START Passage provided
Homeowners must always be proactive with any water drainage issues occurring in their yard. Improper drainage can damage the foundation and cause cracks, leaks, floods and mold. There are different methods to drain water in your yard, such as trenches, grading the property and even certain types of plants. Learn more about fixing your yard’s water drainage below.
The Importance of Installing a Yard Drainage System
Yard drainage is not the most apparent issue as a homeowner unless you are a professional landscaper. Puddles of water affect your property in the following ways:
- Standing water attracts mosquitoes and other pests like rats and termites.
- Moist soil and water can promote fungus and other diseases that destroy lawns and trees.
- Garages and sheds can shift by sitting on top of moist soil.
Many of these problems are inconvenient, but the most critical issue can be your home’s foundation. Moisture that collects on a foundation can soften it and cause cracks to develop. Cracks are unsightly and allow more warm air to enter your home and increase utility bills. It’s also a passage for unwelcome pests.
How Can You Fix Water Drainage Problems in Your Yard?
END Passage provided
Exercise
Please reproduce the part of the yard drainage text above that opens with the words containing "The Importance of" and closes with "of moist soil.", copying it word for word.
START Given entries
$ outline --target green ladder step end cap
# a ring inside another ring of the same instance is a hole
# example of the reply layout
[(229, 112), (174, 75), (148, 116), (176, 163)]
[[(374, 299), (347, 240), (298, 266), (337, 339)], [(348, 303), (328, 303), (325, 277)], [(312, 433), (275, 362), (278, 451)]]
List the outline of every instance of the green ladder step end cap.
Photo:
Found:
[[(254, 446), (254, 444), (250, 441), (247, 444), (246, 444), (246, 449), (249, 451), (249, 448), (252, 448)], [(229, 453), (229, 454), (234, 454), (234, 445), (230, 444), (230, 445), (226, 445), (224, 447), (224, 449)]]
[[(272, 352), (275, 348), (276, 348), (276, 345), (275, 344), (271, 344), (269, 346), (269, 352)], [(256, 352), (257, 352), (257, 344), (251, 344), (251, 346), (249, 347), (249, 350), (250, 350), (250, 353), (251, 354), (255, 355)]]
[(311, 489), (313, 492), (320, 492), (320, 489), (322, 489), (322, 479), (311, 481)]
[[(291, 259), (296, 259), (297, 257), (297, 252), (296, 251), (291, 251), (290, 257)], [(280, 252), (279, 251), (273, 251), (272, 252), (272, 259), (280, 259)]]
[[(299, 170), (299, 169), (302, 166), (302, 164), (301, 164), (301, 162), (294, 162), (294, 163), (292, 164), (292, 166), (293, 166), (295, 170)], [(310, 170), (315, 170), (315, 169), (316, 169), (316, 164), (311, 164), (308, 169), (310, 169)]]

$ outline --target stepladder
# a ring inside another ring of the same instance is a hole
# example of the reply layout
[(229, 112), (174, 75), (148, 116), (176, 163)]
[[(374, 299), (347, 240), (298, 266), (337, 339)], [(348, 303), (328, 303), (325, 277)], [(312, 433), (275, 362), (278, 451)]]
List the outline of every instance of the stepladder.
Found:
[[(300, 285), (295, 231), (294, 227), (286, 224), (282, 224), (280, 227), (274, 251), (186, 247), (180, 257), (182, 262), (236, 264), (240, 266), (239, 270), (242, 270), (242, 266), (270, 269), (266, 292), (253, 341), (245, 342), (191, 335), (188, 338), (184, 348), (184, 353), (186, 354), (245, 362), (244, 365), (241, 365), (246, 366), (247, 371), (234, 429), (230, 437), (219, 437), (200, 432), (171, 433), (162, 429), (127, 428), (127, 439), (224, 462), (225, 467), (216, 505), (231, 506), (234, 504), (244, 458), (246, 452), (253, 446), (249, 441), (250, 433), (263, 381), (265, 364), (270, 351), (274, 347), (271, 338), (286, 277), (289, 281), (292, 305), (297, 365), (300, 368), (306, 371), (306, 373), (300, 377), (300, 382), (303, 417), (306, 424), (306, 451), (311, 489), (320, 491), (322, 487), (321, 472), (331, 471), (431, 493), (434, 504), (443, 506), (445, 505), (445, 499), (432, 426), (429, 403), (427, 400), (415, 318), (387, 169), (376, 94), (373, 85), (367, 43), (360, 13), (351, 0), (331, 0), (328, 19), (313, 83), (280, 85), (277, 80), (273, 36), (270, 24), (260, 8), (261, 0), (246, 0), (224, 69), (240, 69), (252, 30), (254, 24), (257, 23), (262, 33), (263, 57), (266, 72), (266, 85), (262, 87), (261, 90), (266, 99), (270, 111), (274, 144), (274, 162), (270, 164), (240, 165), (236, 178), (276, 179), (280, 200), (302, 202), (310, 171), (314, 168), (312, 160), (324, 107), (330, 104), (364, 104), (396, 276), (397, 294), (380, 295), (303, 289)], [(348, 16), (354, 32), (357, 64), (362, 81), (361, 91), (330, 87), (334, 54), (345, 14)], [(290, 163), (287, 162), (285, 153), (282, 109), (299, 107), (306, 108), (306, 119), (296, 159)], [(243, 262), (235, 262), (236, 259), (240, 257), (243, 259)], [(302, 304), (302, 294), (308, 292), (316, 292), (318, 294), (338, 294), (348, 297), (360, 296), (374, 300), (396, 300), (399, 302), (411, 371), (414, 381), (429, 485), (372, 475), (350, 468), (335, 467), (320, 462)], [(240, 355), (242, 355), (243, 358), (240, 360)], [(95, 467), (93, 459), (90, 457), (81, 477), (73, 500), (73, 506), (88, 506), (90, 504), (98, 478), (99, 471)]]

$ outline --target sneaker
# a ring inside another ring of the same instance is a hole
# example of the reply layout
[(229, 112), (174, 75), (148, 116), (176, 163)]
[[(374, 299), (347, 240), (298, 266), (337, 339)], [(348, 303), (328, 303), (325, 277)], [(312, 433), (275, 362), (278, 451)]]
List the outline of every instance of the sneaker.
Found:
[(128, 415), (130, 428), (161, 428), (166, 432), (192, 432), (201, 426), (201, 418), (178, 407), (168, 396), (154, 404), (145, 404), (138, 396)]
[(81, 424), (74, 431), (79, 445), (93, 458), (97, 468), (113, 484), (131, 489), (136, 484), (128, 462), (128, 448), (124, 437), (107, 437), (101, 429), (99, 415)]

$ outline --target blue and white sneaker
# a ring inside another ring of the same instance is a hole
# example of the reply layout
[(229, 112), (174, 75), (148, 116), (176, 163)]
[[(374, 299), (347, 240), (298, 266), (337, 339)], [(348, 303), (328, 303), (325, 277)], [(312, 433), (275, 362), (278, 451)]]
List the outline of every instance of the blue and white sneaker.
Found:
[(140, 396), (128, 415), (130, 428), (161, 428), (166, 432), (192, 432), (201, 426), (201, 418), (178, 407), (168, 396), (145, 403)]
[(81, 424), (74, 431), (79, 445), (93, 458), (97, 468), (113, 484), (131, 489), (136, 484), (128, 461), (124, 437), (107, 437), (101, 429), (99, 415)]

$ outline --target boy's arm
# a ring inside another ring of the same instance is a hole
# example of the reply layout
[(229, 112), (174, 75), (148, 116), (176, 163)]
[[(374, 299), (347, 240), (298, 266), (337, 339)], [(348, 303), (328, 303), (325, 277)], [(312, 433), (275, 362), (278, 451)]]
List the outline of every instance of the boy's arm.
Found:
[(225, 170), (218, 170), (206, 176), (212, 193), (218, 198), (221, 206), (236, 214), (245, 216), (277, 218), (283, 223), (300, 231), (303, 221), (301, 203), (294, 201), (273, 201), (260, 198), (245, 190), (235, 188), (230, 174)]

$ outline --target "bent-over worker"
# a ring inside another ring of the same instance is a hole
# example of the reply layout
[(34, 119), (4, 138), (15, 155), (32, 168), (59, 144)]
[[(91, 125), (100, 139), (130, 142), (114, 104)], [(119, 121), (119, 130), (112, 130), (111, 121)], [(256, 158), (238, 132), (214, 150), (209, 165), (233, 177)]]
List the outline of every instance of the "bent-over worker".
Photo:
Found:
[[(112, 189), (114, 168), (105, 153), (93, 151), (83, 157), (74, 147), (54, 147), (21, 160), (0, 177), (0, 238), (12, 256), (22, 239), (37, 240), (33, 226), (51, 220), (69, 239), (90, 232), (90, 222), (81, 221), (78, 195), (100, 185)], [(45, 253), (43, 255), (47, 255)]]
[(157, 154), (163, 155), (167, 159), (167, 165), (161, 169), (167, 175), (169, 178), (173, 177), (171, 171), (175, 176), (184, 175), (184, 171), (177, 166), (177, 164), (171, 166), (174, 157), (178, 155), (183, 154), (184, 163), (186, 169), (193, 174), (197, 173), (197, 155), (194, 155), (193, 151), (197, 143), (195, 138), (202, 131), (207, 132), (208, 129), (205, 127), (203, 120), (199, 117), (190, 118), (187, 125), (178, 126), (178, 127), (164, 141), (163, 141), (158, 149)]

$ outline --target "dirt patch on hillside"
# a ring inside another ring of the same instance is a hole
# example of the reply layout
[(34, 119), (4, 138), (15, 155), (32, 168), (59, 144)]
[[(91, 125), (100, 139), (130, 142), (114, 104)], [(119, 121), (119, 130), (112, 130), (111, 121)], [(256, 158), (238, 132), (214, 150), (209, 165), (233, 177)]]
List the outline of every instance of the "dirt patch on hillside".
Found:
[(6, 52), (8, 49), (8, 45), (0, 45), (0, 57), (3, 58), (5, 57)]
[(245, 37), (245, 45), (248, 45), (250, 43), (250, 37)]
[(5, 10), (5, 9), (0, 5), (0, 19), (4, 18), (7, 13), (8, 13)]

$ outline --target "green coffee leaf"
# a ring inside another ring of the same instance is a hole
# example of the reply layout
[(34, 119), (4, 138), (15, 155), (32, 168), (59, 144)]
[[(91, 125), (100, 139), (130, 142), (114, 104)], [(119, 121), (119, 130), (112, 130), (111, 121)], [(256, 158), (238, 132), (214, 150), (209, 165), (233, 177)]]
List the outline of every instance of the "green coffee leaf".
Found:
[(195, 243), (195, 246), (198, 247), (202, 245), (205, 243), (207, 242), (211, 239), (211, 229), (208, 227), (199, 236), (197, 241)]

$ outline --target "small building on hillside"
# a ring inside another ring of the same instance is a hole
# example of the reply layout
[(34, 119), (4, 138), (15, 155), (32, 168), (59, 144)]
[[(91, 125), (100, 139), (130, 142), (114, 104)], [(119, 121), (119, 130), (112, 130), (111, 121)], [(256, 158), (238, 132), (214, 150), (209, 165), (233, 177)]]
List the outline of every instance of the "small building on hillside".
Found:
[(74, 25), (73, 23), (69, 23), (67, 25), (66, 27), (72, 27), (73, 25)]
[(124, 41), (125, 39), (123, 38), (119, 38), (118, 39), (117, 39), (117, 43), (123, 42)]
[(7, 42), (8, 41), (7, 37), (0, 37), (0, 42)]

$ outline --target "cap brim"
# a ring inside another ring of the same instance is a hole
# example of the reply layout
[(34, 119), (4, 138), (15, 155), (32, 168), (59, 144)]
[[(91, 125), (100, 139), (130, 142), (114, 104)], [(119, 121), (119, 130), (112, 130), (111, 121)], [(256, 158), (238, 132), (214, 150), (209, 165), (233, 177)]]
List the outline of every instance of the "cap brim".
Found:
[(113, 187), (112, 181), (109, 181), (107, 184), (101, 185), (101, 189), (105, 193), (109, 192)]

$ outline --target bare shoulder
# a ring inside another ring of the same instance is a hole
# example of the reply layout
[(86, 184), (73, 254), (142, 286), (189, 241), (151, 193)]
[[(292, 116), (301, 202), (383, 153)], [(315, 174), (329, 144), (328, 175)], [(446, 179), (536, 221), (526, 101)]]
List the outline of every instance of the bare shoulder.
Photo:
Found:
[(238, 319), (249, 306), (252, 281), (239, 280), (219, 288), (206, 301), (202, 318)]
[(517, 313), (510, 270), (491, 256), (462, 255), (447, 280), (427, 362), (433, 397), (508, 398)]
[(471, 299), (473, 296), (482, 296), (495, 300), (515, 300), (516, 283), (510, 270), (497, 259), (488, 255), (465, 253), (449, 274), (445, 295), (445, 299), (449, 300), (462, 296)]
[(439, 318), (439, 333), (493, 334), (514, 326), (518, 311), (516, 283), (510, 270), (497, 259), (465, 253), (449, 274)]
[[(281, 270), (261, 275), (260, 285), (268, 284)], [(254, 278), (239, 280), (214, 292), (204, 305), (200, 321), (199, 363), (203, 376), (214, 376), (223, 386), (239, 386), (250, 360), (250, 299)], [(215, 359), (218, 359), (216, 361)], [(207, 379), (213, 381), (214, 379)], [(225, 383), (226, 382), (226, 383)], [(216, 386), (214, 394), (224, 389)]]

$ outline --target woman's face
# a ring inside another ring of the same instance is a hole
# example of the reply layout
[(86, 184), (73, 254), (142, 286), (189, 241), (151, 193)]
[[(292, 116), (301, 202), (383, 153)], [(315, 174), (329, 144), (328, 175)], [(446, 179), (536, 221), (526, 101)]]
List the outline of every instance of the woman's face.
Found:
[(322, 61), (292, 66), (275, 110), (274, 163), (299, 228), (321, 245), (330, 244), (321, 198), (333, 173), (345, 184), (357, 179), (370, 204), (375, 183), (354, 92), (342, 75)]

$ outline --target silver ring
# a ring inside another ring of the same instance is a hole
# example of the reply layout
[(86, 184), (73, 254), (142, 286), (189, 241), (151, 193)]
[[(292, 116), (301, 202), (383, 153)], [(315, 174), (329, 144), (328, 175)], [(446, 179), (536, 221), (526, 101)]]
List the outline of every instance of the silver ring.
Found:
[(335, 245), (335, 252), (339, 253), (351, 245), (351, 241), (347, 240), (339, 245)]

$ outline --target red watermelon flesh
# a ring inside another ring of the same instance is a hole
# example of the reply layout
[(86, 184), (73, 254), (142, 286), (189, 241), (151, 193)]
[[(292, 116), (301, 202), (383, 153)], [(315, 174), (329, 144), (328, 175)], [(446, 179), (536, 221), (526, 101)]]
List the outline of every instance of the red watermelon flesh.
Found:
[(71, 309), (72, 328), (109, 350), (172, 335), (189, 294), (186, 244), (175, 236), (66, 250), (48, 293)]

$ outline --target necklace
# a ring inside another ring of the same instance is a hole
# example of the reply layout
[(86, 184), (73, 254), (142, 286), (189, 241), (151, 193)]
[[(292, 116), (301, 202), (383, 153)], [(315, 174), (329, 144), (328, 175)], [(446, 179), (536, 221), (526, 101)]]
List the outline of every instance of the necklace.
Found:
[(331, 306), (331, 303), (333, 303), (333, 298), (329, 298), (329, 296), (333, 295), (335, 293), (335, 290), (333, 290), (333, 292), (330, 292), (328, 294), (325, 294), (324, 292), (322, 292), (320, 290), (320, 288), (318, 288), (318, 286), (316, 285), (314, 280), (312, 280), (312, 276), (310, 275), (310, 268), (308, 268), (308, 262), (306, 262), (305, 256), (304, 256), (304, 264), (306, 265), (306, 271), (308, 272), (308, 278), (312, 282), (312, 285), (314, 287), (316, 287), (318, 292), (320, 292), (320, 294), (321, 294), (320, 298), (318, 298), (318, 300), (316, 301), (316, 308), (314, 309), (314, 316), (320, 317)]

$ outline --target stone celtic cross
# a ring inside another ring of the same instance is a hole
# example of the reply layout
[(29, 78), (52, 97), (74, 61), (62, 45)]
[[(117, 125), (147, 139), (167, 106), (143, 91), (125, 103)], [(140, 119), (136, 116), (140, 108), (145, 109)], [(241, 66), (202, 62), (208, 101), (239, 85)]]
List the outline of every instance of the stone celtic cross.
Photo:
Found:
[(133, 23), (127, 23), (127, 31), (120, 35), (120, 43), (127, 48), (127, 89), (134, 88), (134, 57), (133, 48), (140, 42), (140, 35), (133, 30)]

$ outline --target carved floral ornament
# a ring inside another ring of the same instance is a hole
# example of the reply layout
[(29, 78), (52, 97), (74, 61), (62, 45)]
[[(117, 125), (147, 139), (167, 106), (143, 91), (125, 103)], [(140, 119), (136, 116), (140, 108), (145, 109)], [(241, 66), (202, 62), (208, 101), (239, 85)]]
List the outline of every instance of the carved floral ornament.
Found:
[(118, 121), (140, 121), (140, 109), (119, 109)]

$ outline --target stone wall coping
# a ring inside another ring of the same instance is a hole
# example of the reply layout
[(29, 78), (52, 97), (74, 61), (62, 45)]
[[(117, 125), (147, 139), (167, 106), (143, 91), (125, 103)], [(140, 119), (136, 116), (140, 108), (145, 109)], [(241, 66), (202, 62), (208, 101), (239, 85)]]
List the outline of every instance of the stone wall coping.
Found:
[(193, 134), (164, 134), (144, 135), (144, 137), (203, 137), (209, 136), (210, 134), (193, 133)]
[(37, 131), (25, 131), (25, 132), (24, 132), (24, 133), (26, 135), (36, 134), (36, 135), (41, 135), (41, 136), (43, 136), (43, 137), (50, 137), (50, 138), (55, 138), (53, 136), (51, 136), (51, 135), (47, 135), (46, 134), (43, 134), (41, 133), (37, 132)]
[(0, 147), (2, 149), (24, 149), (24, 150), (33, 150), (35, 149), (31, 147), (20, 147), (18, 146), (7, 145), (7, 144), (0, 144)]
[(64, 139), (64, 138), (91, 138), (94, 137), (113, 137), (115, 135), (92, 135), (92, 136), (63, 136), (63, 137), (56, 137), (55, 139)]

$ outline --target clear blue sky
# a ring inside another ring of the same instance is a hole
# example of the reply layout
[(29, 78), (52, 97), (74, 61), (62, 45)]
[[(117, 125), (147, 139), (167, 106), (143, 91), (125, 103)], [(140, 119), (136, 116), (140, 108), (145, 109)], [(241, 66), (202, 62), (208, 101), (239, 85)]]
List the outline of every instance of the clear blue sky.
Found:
END Given entries
Written response
The Importance of Installing a Yard Drainage System
Yard drainage is not the most apparent issue as a homeowner unless you are a professional landscaper. Puddles of water affect your property in the following ways:
- Standing water attracts mosquitoes and other pests like rats and termites.
- Moist soil and water can promote fungus and other diseases that destroy lawns and trees.
- Garages and sheds can shift by sitting on top of moist soil.